-- BEGIN Supplied data --

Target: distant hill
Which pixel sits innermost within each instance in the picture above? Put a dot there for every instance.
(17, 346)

-- END Supplied data --
-- BEGIN Supplied data --

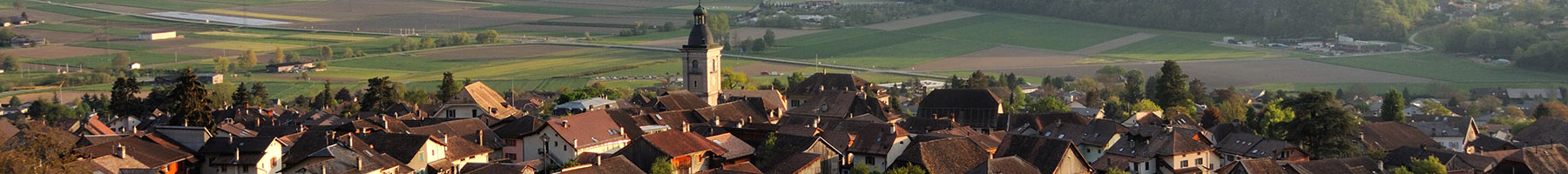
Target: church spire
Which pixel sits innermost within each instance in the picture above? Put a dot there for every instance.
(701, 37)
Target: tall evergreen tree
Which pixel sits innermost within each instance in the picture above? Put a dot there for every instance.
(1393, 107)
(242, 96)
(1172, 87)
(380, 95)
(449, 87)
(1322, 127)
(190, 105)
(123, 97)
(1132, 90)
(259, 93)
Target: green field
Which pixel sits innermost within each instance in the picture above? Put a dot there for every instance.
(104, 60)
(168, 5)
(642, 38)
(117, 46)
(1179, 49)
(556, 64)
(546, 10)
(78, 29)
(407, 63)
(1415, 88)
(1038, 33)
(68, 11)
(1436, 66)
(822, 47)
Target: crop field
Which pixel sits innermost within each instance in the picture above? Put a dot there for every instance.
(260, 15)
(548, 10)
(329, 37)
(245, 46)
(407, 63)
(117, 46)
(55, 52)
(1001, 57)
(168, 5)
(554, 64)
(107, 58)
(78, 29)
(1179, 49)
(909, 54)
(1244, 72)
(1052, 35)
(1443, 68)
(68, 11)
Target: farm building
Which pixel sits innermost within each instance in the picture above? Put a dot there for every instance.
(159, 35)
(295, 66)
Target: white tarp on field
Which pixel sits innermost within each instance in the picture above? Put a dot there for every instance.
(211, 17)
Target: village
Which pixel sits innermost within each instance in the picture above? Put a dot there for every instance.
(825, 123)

-- END Supplied data --
-- BEGIN Supplied data --

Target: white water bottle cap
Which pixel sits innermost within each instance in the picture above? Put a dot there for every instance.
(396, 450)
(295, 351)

-- END Supplied data --

• [Aim] From the entries above, extract every line that contains the word "Target", and reproduce each such line in full.

• [Exercise result]
Target: distant hill
Target: church spire
Target: tall evergreen tree
Target: green field
Target: crop field
Target: farm building
Target: white tarp on field
Target: village
Target: white water bottle cap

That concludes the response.